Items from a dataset
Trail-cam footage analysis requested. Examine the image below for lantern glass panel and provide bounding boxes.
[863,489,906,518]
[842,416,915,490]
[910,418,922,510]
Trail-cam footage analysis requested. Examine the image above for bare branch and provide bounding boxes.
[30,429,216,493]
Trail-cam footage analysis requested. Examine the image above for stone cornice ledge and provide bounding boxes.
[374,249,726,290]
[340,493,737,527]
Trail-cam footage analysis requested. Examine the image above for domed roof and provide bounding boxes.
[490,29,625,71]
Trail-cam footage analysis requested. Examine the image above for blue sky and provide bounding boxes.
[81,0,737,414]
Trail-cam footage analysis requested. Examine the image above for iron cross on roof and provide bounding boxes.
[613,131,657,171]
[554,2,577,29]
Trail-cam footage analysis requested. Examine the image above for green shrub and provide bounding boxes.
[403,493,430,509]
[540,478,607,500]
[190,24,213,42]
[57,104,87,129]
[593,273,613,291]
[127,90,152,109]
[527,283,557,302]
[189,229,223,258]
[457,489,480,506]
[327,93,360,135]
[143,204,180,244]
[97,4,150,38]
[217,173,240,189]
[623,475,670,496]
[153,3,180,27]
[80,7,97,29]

> **What needs to be done**
Find every line in the records above that contains the word "footage", treating uppercase and lowercase as different, and copy each of those lines.

> **Response to the task**
Trail-cam footage analysis requested. Examine the image below for lantern glass panel and provide bounding boxes.
Trail-cam footage analysis requested. Examine the image above for bare branch and provide bounding boxes.
Trail-cam footage analysis requested. Examine the image above for stone cornice ledge and provide bounding boxes.
Trail-cam footage analysis requested. Examine the image above for domed roof and provide bounding boxes.
Trail-cam footage analysis requested. Examine the image above for blue sky and provide bounding boxes.
Trail-cam footage analysis requested. Examine the image above for iron cross on roof and provide bounding boxes.
Trail-cam footage analysis requested. Examine the image above for green shrub and provide bounding boxes.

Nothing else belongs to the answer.